On Mar 24, 2006, at 4:39 PM, Tom Lane wrote:
> "Philip Crotwell" <crotwell@seis.sc.edu> writes:
>> It would be nice if mod could directly take a double,
>
> Given the inherent approximate nature of float arithmetic, I'm not sure
> this makes a lot of sense. How often do you really do modulo on
> floats?
We have a table with double longitudes as a column, but it is always a
problem as to whether the earth is -180 to 180 or 0 to 360. To get
around it we so something like
SELECT * FROM table WHERE minlon < mod(lon, 360) AND maxlon > mod(lon,
360)
The basic idea is that using mod(lon, 360) allows us to find entries
with lon=-90 or lon=270 as they are really the same spot on the ground.
It isn't that big of a deal as you can work around it by casting, but
the fact mod works with a numeric but not with a double just seemed
strange to me.
thanks,
Philip
>
>> but if not the docs
>> should say that the arguments should be NUMERIC
>
> That would be incorrect. We have it for all the exact numeric types.

================

Set exercise 1 = Tally the lines of the entries that contain the string "cloud", and report only the number.
The text and the entries that follow it are independent of each other.

================

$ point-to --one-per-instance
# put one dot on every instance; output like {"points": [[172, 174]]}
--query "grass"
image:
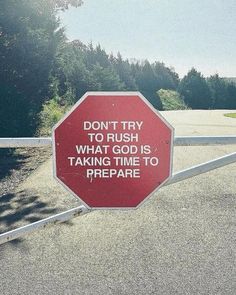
{"points": [[230, 115]]}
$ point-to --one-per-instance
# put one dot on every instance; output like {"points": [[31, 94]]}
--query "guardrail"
{"points": [[81, 210]]}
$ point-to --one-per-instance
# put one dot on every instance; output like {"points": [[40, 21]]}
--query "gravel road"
{"points": [[181, 241]]}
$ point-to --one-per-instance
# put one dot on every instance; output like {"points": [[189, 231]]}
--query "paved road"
{"points": [[181, 241]]}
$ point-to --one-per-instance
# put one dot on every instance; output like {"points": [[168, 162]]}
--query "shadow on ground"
{"points": [[18, 209], [10, 161]]}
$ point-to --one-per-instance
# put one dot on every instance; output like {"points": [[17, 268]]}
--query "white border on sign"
{"points": [[113, 93]]}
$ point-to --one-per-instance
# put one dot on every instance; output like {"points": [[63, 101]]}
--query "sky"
{"points": [[181, 33]]}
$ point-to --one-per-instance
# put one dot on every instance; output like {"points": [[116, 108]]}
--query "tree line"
{"points": [[40, 67]]}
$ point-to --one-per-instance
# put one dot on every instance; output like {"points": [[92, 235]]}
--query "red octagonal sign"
{"points": [[112, 150]]}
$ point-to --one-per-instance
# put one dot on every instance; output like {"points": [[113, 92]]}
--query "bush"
{"points": [[171, 100], [51, 113]]}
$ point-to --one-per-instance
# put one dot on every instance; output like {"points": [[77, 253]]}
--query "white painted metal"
{"points": [[25, 142], [202, 168], [176, 177], [178, 141], [55, 219], [204, 140], [67, 215]]}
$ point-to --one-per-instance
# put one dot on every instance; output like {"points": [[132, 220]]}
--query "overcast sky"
{"points": [[182, 33]]}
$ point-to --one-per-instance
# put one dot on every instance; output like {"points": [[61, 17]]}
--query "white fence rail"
{"points": [[78, 211]]}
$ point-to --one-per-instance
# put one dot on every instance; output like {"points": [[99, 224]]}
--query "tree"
{"points": [[123, 69], [193, 87], [218, 90]]}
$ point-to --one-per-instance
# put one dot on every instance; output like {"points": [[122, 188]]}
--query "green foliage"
{"points": [[195, 90], [50, 114], [171, 100], [41, 72]]}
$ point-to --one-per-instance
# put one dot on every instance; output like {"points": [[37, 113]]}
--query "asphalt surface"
{"points": [[181, 241]]}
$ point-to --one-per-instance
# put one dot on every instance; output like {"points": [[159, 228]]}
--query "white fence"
{"points": [[78, 211]]}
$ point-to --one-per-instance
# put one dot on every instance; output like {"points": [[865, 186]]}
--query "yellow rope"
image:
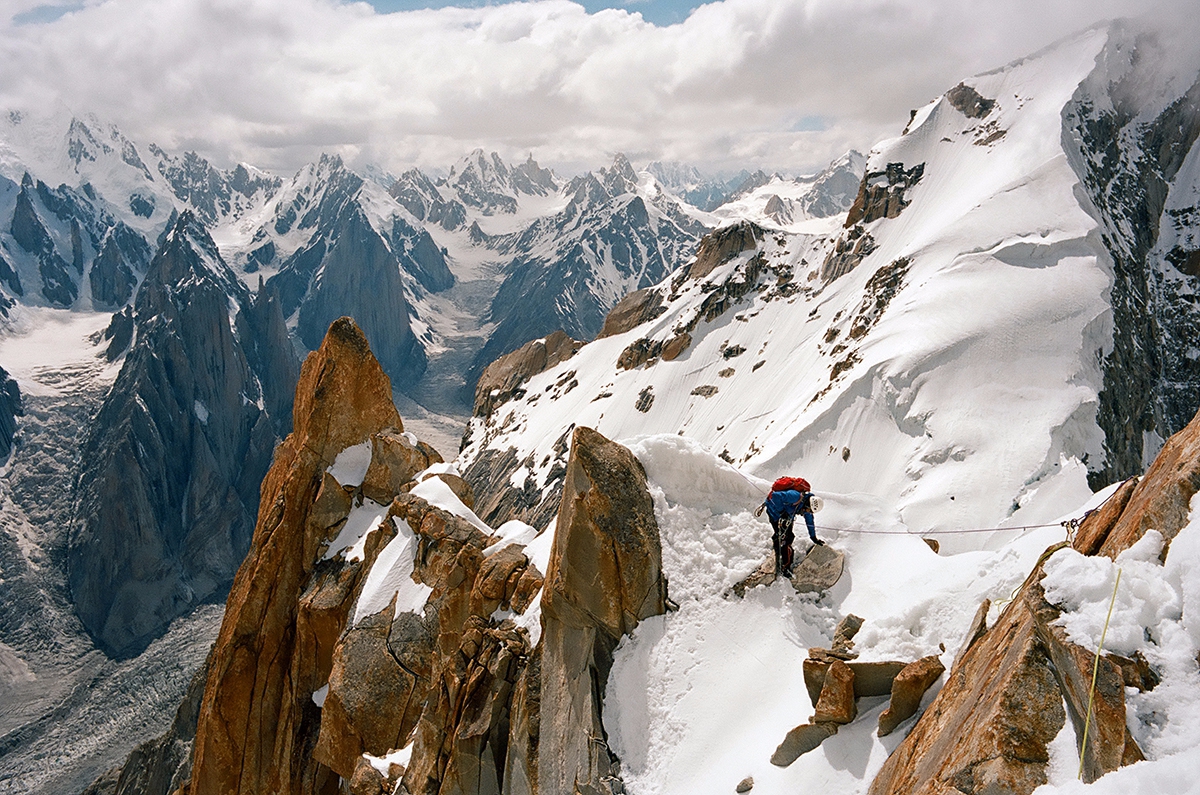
{"points": [[1096, 669]]}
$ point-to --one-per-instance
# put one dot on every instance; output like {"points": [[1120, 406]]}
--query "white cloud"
{"points": [[276, 82]]}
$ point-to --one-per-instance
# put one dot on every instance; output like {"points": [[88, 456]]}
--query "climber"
{"points": [[787, 497]]}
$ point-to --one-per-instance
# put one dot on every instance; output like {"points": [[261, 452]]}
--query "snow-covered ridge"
{"points": [[951, 372]]}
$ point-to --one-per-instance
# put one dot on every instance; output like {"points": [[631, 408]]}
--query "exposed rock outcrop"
{"points": [[972, 103], [58, 286], [907, 689], [605, 575], [1162, 498], [718, 247], [10, 410], [837, 700], [631, 311], [989, 725], [257, 719], [502, 380], [881, 195], [124, 256], [987, 730], [172, 466]]}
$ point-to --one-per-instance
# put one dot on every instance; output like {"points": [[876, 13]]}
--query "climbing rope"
{"points": [[1096, 670]]}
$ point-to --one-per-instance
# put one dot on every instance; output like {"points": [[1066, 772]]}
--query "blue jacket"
{"points": [[789, 503]]}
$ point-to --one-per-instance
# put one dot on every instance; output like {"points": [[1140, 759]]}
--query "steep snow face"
{"points": [[699, 699], [948, 369]]}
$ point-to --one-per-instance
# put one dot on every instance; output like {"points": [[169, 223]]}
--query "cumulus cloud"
{"points": [[738, 84]]}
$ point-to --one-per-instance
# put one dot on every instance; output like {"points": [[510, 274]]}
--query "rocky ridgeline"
{"points": [[303, 694], [481, 707], [989, 727]]}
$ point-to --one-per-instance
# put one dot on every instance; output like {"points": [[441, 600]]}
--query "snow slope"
{"points": [[952, 374], [947, 381]]}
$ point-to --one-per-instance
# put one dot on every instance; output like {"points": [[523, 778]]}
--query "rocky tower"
{"points": [[172, 465], [451, 679], [605, 575], [264, 667], [988, 729]]}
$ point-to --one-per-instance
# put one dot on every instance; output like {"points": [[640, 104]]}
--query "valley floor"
{"points": [[66, 711]]}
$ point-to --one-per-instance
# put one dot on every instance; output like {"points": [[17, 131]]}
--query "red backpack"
{"points": [[791, 484]]}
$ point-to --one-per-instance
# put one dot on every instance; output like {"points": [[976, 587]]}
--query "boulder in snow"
{"points": [[907, 689]]}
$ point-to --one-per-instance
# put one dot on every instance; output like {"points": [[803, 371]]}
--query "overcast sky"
{"points": [[778, 84]]}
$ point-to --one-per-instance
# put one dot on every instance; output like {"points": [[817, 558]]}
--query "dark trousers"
{"points": [[781, 541]]}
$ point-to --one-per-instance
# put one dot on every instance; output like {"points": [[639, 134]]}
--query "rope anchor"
{"points": [[1096, 670]]}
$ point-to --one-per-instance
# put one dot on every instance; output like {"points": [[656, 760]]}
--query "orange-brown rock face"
{"points": [[987, 731], [837, 700], [257, 715], [989, 725], [907, 689], [1162, 498], [1098, 524], [502, 380], [605, 575]]}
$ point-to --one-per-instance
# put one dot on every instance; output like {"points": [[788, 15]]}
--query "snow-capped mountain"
{"points": [[685, 181], [967, 348], [489, 185], [785, 203], [967, 288]]}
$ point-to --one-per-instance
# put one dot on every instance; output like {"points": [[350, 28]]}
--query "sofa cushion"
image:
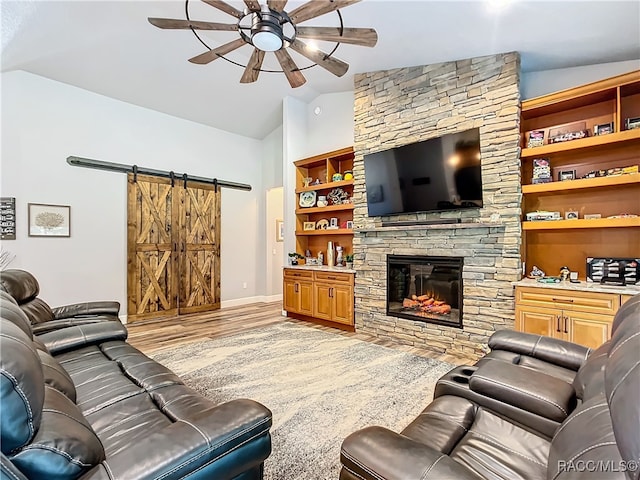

================

Set exercise 2 = Extend the email exchange about applying the mod function to double-precision values, beginning after its final sentence.

Reply 1 = 2

Reply 2 =
>
> regression=# \df mod
> List of functions
> Schema | Name | Result data type | Argument data types
> ------------+------+------------------+---------------------
> pg_catalog | mod | bigint | bigint, bigint
> pg_catalog | mod | integer | integer, integer
> pg_catalog | mod | integer | integer, smallint
> pg_catalog | mod | integer | smallint, integer
> pg_catalog | mod | numeric | numeric, numeric
> pg_catalog | mod | smallint | smallint, smallint
> (6 rows)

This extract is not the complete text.